- [Written problem]:
Filter the records below down to the lines that contain the word "parked", and copy each of those lines.

[Segmentation annotation records]

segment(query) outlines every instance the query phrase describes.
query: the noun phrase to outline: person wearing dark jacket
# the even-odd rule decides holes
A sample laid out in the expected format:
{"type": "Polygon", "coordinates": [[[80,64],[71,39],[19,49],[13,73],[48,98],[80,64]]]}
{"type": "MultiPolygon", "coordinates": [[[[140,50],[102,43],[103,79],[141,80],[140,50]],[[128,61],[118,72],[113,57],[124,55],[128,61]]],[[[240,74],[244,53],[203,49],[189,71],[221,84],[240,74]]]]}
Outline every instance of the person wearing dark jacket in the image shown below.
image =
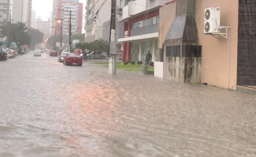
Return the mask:
{"type": "Polygon", "coordinates": [[[152,57],[152,56],[151,55],[151,54],[150,53],[150,51],[149,50],[148,51],[148,53],[147,53],[147,54],[146,55],[146,59],[145,60],[145,62],[147,64],[147,65],[148,65],[148,63],[149,63],[149,60],[151,57],[152,57]]]}

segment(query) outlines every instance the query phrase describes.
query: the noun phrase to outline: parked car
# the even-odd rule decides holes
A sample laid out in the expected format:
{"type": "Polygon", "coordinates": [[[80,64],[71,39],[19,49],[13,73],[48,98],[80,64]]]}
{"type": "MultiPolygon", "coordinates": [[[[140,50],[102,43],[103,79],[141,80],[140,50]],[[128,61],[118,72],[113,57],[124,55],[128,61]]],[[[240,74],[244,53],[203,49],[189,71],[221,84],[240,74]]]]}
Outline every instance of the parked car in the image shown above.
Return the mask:
{"type": "Polygon", "coordinates": [[[41,56],[41,50],[35,50],[34,56],[41,56]]]}
{"type": "Polygon", "coordinates": [[[61,53],[63,52],[69,52],[69,50],[64,50],[61,53]]]}
{"type": "Polygon", "coordinates": [[[75,51],[74,52],[74,54],[78,54],[79,55],[80,55],[81,54],[82,54],[83,53],[83,51],[82,51],[82,50],[80,49],[77,49],[75,50],[75,51]]]}
{"type": "Polygon", "coordinates": [[[6,49],[7,50],[7,51],[8,52],[9,52],[12,54],[12,55],[13,57],[18,55],[18,53],[15,51],[14,51],[13,50],[12,50],[12,49],[9,48],[7,48],[6,49]]]}
{"type": "Polygon", "coordinates": [[[8,52],[4,48],[0,48],[0,60],[7,60],[9,56],[8,52]]]}
{"type": "Polygon", "coordinates": [[[69,53],[66,56],[63,61],[63,64],[68,65],[82,66],[83,60],[78,54],[69,53]]]}
{"type": "Polygon", "coordinates": [[[108,56],[108,55],[105,52],[94,51],[89,54],[87,54],[87,59],[104,59],[108,56]]]}
{"type": "Polygon", "coordinates": [[[50,56],[55,56],[56,57],[58,56],[58,52],[52,50],[50,52],[50,56]]]}
{"type": "Polygon", "coordinates": [[[61,53],[61,55],[59,56],[59,57],[58,57],[58,61],[59,62],[63,62],[64,60],[64,59],[66,57],[66,56],[69,54],[69,53],[68,52],[63,52],[61,53]]]}
{"type": "Polygon", "coordinates": [[[51,53],[51,50],[47,49],[46,51],[46,53],[48,54],[49,54],[49,53],[51,53]]]}

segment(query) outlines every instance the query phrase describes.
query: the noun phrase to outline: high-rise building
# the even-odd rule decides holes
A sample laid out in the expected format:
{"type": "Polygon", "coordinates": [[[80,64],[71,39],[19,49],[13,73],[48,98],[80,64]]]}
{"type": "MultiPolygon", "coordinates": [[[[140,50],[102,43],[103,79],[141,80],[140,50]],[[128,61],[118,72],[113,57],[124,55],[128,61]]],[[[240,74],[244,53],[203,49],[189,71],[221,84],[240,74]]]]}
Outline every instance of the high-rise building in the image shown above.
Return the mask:
{"type": "Polygon", "coordinates": [[[9,21],[10,0],[0,1],[0,21],[9,21]]]}
{"type": "Polygon", "coordinates": [[[26,22],[30,27],[32,0],[9,0],[10,11],[13,22],[26,22]]]}
{"type": "Polygon", "coordinates": [[[111,11],[111,0],[87,1],[85,42],[102,38],[103,23],[110,20],[111,11]]]}
{"type": "Polygon", "coordinates": [[[36,29],[36,11],[32,11],[31,15],[31,25],[30,25],[31,28],[36,29]]]}
{"type": "MultiPolygon", "coordinates": [[[[69,34],[69,11],[71,10],[71,32],[72,34],[82,33],[83,4],[79,0],[54,0],[52,9],[52,21],[56,19],[62,19],[63,34],[69,34]]],[[[61,23],[56,21],[52,26],[60,28],[61,23]]],[[[52,30],[53,32],[53,29],[52,30]]],[[[60,30],[57,30],[56,34],[60,34],[60,30]]]]}

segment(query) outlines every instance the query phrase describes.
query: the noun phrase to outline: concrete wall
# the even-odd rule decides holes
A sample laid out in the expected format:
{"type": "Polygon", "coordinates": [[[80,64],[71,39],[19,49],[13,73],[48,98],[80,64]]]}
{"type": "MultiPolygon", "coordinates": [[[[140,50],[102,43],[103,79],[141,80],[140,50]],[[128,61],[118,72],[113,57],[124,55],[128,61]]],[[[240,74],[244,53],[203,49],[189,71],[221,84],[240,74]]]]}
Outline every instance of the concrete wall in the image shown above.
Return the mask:
{"type": "Polygon", "coordinates": [[[201,82],[208,84],[227,88],[229,84],[229,39],[219,40],[203,34],[204,9],[220,7],[221,26],[231,29],[230,87],[236,88],[237,67],[237,40],[238,1],[234,0],[197,0],[196,20],[199,45],[202,45],[201,82]]]}
{"type": "MultiPolygon", "coordinates": [[[[159,48],[162,47],[163,42],[174,19],[176,1],[160,9],[159,48]]],[[[204,9],[212,7],[221,8],[220,25],[231,27],[229,87],[235,89],[237,73],[238,0],[196,1],[196,22],[199,43],[202,46],[201,82],[207,82],[209,85],[223,88],[228,87],[229,39],[227,40],[221,37],[218,40],[211,35],[204,34],[204,9]]],[[[164,56],[165,55],[165,54],[164,56]]],[[[168,59],[164,58],[164,62],[167,61],[166,60],[168,59]]],[[[171,71],[167,68],[168,66],[164,64],[164,77],[170,78],[171,71]]]]}

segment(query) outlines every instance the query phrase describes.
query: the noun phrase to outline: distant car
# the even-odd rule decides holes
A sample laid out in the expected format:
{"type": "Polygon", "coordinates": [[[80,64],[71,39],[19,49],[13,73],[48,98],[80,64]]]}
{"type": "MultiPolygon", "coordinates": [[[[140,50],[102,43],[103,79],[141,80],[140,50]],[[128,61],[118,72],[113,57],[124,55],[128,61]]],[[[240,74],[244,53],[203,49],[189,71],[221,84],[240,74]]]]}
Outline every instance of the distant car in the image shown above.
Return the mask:
{"type": "Polygon", "coordinates": [[[66,56],[63,61],[63,64],[66,65],[82,66],[83,60],[78,54],[69,53],[66,56]]]}
{"type": "Polygon", "coordinates": [[[66,57],[66,56],[68,54],[69,54],[69,53],[68,52],[62,52],[60,55],[59,56],[59,57],[58,57],[58,61],[59,62],[62,62],[63,61],[64,59],[66,57]]]}
{"type": "Polygon", "coordinates": [[[108,55],[105,52],[94,51],[87,54],[87,56],[88,60],[100,59],[104,60],[108,56],[108,55]]]}
{"type": "Polygon", "coordinates": [[[41,56],[41,50],[35,50],[34,52],[34,56],[41,56]]]}
{"type": "Polygon", "coordinates": [[[74,52],[74,54],[78,54],[80,55],[82,53],[83,51],[82,51],[82,50],[79,49],[75,49],[74,52]]]}
{"type": "Polygon", "coordinates": [[[6,49],[7,50],[7,51],[8,52],[12,53],[12,55],[13,57],[18,55],[18,53],[14,51],[13,50],[12,50],[12,49],[9,48],[7,48],[6,49]]]}
{"type": "Polygon", "coordinates": [[[46,53],[49,54],[49,53],[51,53],[51,50],[47,50],[46,51],[46,53]]]}
{"type": "Polygon", "coordinates": [[[8,52],[5,49],[0,48],[0,60],[7,60],[9,57],[8,52]]]}
{"type": "Polygon", "coordinates": [[[55,51],[51,50],[50,52],[50,56],[55,56],[56,57],[58,56],[58,52],[55,51]]]}

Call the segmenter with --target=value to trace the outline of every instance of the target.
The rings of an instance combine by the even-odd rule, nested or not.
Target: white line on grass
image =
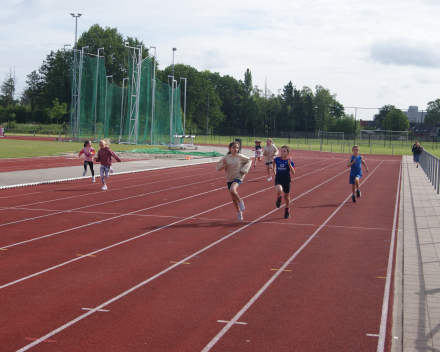
[[[317,185],[317,186],[311,188],[311,189],[308,190],[307,192],[304,192],[304,193],[302,193],[301,195],[297,196],[297,197],[296,197],[295,199],[293,199],[292,201],[297,200],[298,198],[300,198],[300,197],[302,197],[302,196],[304,196],[304,195],[306,195],[306,194],[312,192],[313,190],[317,189],[318,187],[321,187],[323,184],[325,184],[325,183],[327,183],[327,182],[330,182],[330,181],[333,180],[334,178],[339,177],[340,175],[342,175],[342,174],[345,173],[345,172],[346,172],[346,170],[343,171],[343,172],[341,172],[341,173],[339,173],[339,174],[337,174],[337,175],[335,175],[335,176],[333,176],[332,178],[327,179],[326,181],[322,182],[321,184],[319,184],[319,185]],[[373,170],[373,172],[374,172],[374,170]],[[371,172],[371,173],[373,173],[373,172]],[[371,174],[370,174],[370,175],[371,175]],[[273,187],[267,188],[267,189],[265,189],[265,190],[260,190],[260,191],[258,191],[258,192],[252,193],[252,194],[247,195],[246,197],[242,197],[242,198],[247,198],[247,197],[253,196],[253,195],[255,195],[255,194],[258,194],[258,193],[264,192],[264,191],[266,191],[266,190],[268,190],[268,189],[273,189]],[[351,195],[350,195],[349,197],[351,197]],[[348,198],[347,198],[347,199],[348,199]],[[291,201],[291,202],[292,202],[292,201]],[[189,219],[195,218],[195,217],[198,216],[198,215],[205,214],[205,213],[207,213],[207,212],[213,211],[213,210],[215,210],[215,209],[218,209],[218,208],[221,208],[221,207],[223,207],[223,206],[225,206],[225,205],[230,205],[230,204],[231,204],[231,202],[228,202],[228,203],[222,204],[222,205],[220,205],[220,206],[217,206],[217,207],[215,207],[215,208],[211,208],[211,209],[209,209],[209,210],[205,210],[205,211],[203,211],[203,212],[201,212],[201,213],[198,213],[198,214],[196,214],[196,215],[190,216],[190,217],[188,217],[188,218],[186,218],[186,219],[179,220],[179,221],[176,221],[176,222],[174,222],[174,223],[172,223],[172,224],[169,224],[168,226],[172,226],[172,225],[178,224],[178,223],[180,223],[180,222],[183,222],[183,221],[186,221],[186,220],[189,220]],[[183,264],[184,262],[187,262],[189,259],[191,259],[191,258],[193,258],[193,257],[195,257],[195,256],[197,256],[197,255],[199,255],[200,253],[202,253],[202,252],[204,252],[204,251],[206,251],[206,250],[208,250],[208,249],[214,247],[215,245],[217,245],[217,244],[219,244],[219,243],[225,241],[225,240],[228,239],[229,237],[235,235],[237,232],[239,232],[239,231],[241,231],[241,230],[243,230],[243,229],[245,229],[245,228],[247,228],[247,227],[249,227],[249,226],[251,226],[251,225],[253,225],[253,224],[255,224],[255,223],[258,223],[261,219],[265,218],[266,216],[269,216],[270,214],[274,213],[275,211],[277,211],[277,210],[279,210],[279,209],[281,209],[281,208],[277,208],[277,209],[274,209],[274,210],[270,211],[269,213],[267,213],[267,214],[265,214],[265,215],[259,217],[258,219],[256,219],[256,220],[254,220],[254,221],[252,221],[252,222],[250,222],[250,223],[248,223],[248,224],[246,224],[246,225],[240,227],[239,229],[237,229],[237,230],[234,231],[233,233],[231,233],[231,234],[229,234],[229,235],[226,235],[225,237],[222,237],[222,238],[219,239],[218,241],[211,243],[210,245],[206,246],[205,248],[202,248],[201,250],[199,250],[199,251],[193,253],[192,255],[190,255],[190,256],[188,256],[188,257],[185,257],[185,259],[182,259],[181,261],[179,261],[179,262],[177,262],[177,263],[171,265],[171,266],[168,267],[167,269],[162,270],[161,272],[159,272],[159,273],[157,273],[156,275],[150,277],[149,279],[147,279],[147,280],[145,280],[145,281],[139,283],[138,285],[133,286],[131,289],[129,289],[129,290],[127,290],[127,291],[121,293],[120,295],[118,295],[118,296],[116,296],[116,297],[113,297],[112,299],[108,300],[107,302],[102,303],[102,304],[99,305],[98,307],[93,308],[93,310],[88,311],[87,313],[85,313],[85,314],[83,314],[83,315],[77,317],[76,319],[71,320],[70,322],[68,322],[68,323],[64,324],[63,326],[59,327],[58,329],[53,330],[52,332],[46,334],[45,336],[39,338],[38,340],[35,340],[35,341],[32,342],[31,344],[24,346],[23,348],[21,348],[21,349],[18,350],[17,352],[27,351],[28,349],[34,347],[35,345],[39,344],[40,342],[42,342],[42,341],[44,341],[44,340],[47,340],[49,337],[51,337],[51,336],[57,334],[58,332],[61,332],[61,331],[65,330],[65,329],[67,329],[68,327],[70,327],[70,326],[72,326],[73,324],[75,324],[75,323],[81,321],[82,319],[88,317],[89,315],[91,315],[91,314],[93,314],[93,313],[99,311],[100,309],[103,309],[104,307],[106,307],[106,306],[108,306],[109,304],[111,304],[111,303],[117,301],[118,299],[123,298],[124,296],[128,295],[129,293],[131,293],[131,292],[137,290],[138,288],[140,288],[140,287],[146,285],[147,283],[153,281],[154,279],[156,279],[156,278],[158,278],[158,277],[164,275],[164,274],[167,273],[168,271],[170,271],[170,270],[176,268],[177,266]],[[153,231],[147,232],[147,233],[145,233],[145,234],[142,234],[142,235],[136,236],[136,237],[134,237],[134,238],[131,238],[131,239],[128,239],[128,240],[122,241],[122,242],[120,242],[120,243],[114,244],[114,245],[112,245],[112,246],[106,247],[105,249],[108,249],[108,248],[114,247],[114,246],[116,246],[116,245],[118,245],[118,244],[122,244],[122,243],[129,242],[129,241],[131,241],[131,240],[133,240],[133,239],[136,239],[136,238],[139,238],[139,237],[145,236],[145,235],[147,235],[147,234],[149,234],[149,233],[156,232],[156,231],[159,231],[159,230],[161,230],[161,229],[157,229],[157,230],[153,230]],[[310,238],[306,243],[308,243],[310,240],[311,240],[311,238]],[[89,253],[89,254],[95,254],[95,253],[100,252],[100,251],[102,251],[102,249],[99,250],[99,251],[96,251],[96,252]],[[78,259],[80,259],[80,258],[83,258],[83,257],[79,257]],[[69,261],[69,262],[73,262],[73,261],[78,260],[78,259],[74,259],[74,260],[71,260],[71,261]],[[64,265],[64,264],[67,264],[67,263],[69,263],[69,262],[66,262],[66,263],[60,264],[60,265],[58,265],[57,267],[59,267],[59,266],[61,266],[61,265]],[[54,267],[54,268],[55,268],[55,267]],[[51,270],[51,269],[48,269],[48,270],[45,270],[45,271],[49,271],[49,270]],[[281,273],[281,271],[278,272],[278,273]],[[35,276],[35,275],[34,275],[34,276]],[[2,288],[2,287],[0,287],[0,288]],[[235,320],[234,323],[235,323],[236,321],[237,321],[237,320]],[[227,326],[229,326],[230,324],[231,324],[231,323],[228,323]],[[232,324],[231,324],[231,325],[232,325]]]
[[[382,164],[382,162],[380,163]],[[377,168],[380,166],[377,165],[374,170],[368,175],[368,177],[365,179],[362,184],[364,184],[368,178],[374,173],[374,171],[377,170]],[[202,352],[208,352],[227,332],[228,330],[235,324],[238,319],[242,317],[242,315],[250,308],[250,306],[266,291],[266,289],[275,281],[275,279],[281,275],[284,269],[286,269],[287,265],[289,265],[296,257],[297,255],[312,241],[312,239],[321,231],[321,229],[335,216],[335,214],[342,208],[342,206],[351,198],[351,194],[339,205],[339,207],[325,220],[321,226],[316,229],[316,231],[313,233],[310,238],[303,243],[303,245],[298,248],[298,250],[283,264],[283,266],[275,272],[275,274],[264,284],[264,286],[249,300],[248,303],[229,321],[229,323],[226,324],[226,326],[220,330],[220,332],[205,346],[205,348],[202,350]],[[45,337],[46,339],[47,337]]]

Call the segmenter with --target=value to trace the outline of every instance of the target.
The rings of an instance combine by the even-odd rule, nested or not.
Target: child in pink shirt
[[[84,172],[83,176],[87,173],[87,165],[89,165],[92,172],[92,182],[95,182],[95,171],[93,171],[93,155],[95,155],[95,149],[92,148],[92,142],[87,140],[84,142],[84,148],[79,152],[78,156],[84,154]]]

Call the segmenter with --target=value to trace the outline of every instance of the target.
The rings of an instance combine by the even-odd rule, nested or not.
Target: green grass
[[[221,145],[227,146],[232,140],[235,138],[242,138],[243,146],[254,146],[254,141],[256,139],[260,139],[265,143],[265,137],[239,137],[239,136],[216,136],[215,138],[211,136],[206,137],[206,144],[213,145]],[[304,139],[291,139],[290,143],[286,139],[282,138],[274,138],[274,143],[277,147],[281,147],[284,144],[289,145],[293,150],[313,150],[320,151],[321,150],[321,141],[320,140],[309,140],[305,141]],[[194,143],[197,145],[205,144],[205,136],[198,136],[194,140]],[[263,143],[263,145],[264,145]],[[337,141],[326,141],[322,145],[322,151],[334,153],[350,153],[351,147],[353,145],[353,141],[349,142],[337,142]],[[97,143],[94,143],[93,146],[95,149],[99,149]],[[370,145],[368,143],[363,143],[360,145],[360,153],[361,154],[381,154],[381,155],[411,155],[411,146],[412,144],[408,141],[408,146],[406,146],[406,142],[395,142],[390,146],[387,144],[385,147],[383,143],[375,143]],[[440,157],[440,144],[438,145],[439,149],[436,149],[435,143],[423,143],[422,146],[425,150],[437,157]],[[132,150],[136,148],[154,148],[155,146],[149,145],[127,145],[127,144],[111,144],[110,148],[115,151],[126,151]],[[55,142],[55,141],[39,141],[39,140],[10,140],[7,138],[0,139],[0,159],[2,158],[24,158],[24,157],[36,157],[36,156],[53,156],[53,155],[61,155],[64,153],[78,153],[83,148],[83,143],[78,142]]]
[[[220,140],[219,140],[220,138]],[[228,145],[230,142],[234,141],[236,138],[242,139],[242,144],[244,147],[247,146],[254,146],[255,140],[259,139],[263,141],[263,146],[266,144],[266,137],[241,137],[241,136],[207,136],[206,137],[206,144],[214,144],[214,145]],[[283,145],[288,145],[293,150],[299,149],[299,150],[313,150],[313,151],[320,151],[321,150],[321,140],[317,139],[309,139],[307,142],[304,139],[290,139],[286,138],[272,138],[275,145],[279,148]],[[194,144],[203,145],[205,144],[205,136],[196,136],[194,139]],[[376,142],[372,143],[371,145],[368,144],[368,142],[362,142],[359,144],[359,141],[356,141],[356,144],[360,145],[360,153],[361,154],[379,154],[379,155],[412,155],[411,153],[411,147],[412,144],[410,141],[408,141],[408,146],[406,145],[406,141],[395,141],[392,142],[392,144],[389,144],[389,141],[387,141],[387,144],[384,146],[383,142]],[[345,141],[343,143],[342,141],[323,141],[322,145],[322,151],[330,152],[333,151],[334,153],[350,153],[351,154],[351,147],[353,146],[353,141]],[[438,144],[438,149],[435,143],[432,142],[424,142],[422,143],[422,146],[425,148],[425,150],[437,157],[440,157],[440,143]],[[371,149],[370,149],[371,148]]]
[[[92,145],[99,150],[98,143]],[[0,139],[0,159],[4,158],[26,158],[36,156],[54,156],[64,153],[78,153],[84,147],[83,142],[51,142],[51,141],[21,141],[7,138]],[[139,146],[127,144],[111,144],[110,148],[114,151],[132,150]],[[142,148],[152,148],[142,146]]]

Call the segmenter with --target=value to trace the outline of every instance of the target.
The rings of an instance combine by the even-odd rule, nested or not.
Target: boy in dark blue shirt
[[[280,149],[281,156],[273,160],[273,173],[275,174],[275,189],[277,191],[276,207],[281,206],[281,194],[284,192],[284,200],[286,208],[284,211],[284,219],[290,217],[290,175],[295,174],[295,164],[289,157],[290,147],[282,146]]]

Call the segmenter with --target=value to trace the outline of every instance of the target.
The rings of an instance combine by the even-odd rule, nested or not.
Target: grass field
[[[239,136],[207,136],[206,144],[211,145],[228,145],[235,138],[241,138],[243,146],[254,146],[254,141],[260,139],[265,141],[265,137],[239,137]],[[323,141],[321,149],[321,140],[308,140],[304,139],[291,139],[289,140],[274,138],[274,143],[281,147],[282,145],[289,145],[292,149],[300,150],[313,150],[313,151],[327,151],[334,153],[350,153],[351,147],[353,146],[353,141]],[[197,145],[205,144],[205,136],[198,136],[194,140]],[[264,145],[264,144],[263,144]],[[411,155],[412,144],[408,142],[396,142],[392,145],[387,144],[385,147],[383,143],[374,143],[369,145],[361,144],[360,153],[361,154],[380,154],[380,155]],[[423,143],[422,145],[426,151],[429,153],[440,157],[440,149],[436,149],[435,143]],[[95,149],[99,149],[97,143],[94,144]],[[127,145],[127,144],[112,144],[110,146],[112,150],[115,151],[125,151],[132,150],[136,148],[152,148],[148,145]],[[154,146],[153,146],[154,147]],[[439,145],[440,147],[440,145]],[[0,139],[0,158],[24,158],[24,157],[36,157],[36,156],[52,156],[61,155],[65,153],[78,153],[83,148],[83,143],[80,142],[52,142],[52,141],[39,141],[39,140],[10,140],[7,138]]]

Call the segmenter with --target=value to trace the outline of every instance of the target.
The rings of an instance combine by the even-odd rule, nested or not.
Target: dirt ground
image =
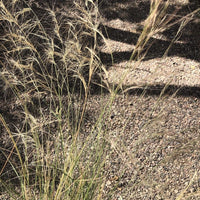
[[[106,193],[115,188],[112,200],[172,200],[185,190],[182,199],[200,199],[192,197],[200,192],[200,21],[184,27],[165,57],[180,24],[153,36],[137,65],[129,59],[149,6],[146,0],[99,5],[106,38],[100,52],[108,70],[105,81],[121,83],[125,91],[117,96],[108,122],[112,154],[106,165]],[[178,9],[178,19],[199,7],[199,1],[171,1],[168,13]],[[92,107],[96,97],[91,98]]]
[[[148,0],[99,1],[101,30],[106,38],[106,44],[101,41],[99,49],[108,70],[105,82],[111,87],[117,85],[122,74],[127,73],[122,82],[124,93],[116,96],[106,120],[110,156],[105,164],[104,199],[173,200],[184,192],[182,199],[198,200],[200,19],[185,26],[165,57],[180,24],[156,34],[145,59],[136,65],[129,58],[149,6]],[[168,12],[172,14],[178,8],[178,19],[199,7],[198,0],[176,0],[171,1]],[[108,99],[109,94],[100,96],[93,91],[90,95],[86,129]],[[20,123],[17,115],[14,119],[8,114],[9,107],[6,110],[1,105],[6,120]]]

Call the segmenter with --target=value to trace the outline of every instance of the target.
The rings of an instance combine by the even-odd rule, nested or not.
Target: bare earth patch
[[[134,93],[118,95],[106,120],[111,154],[105,166],[108,174],[105,196],[112,200],[172,200],[182,194],[182,199],[197,200],[200,198],[200,38],[196,31],[200,30],[200,24],[189,23],[165,57],[178,27],[155,35],[152,40],[156,44],[138,64],[129,58],[142,30],[145,20],[142,9],[148,9],[148,1],[111,2],[104,3],[100,10],[106,29],[106,40],[101,47],[108,71],[104,78],[110,85],[121,84],[124,91],[134,88]],[[180,6],[179,14],[183,16],[199,4],[171,1],[170,6],[171,10]],[[185,87],[187,91],[160,97],[166,85],[176,89]],[[146,94],[139,90],[146,86],[150,90],[161,89]],[[95,96],[90,101],[98,102],[97,108],[100,107]]]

- [Exercise output]:
query: the noun phrase to outline: parked car
Outline every instance of the parked car in the image shown above.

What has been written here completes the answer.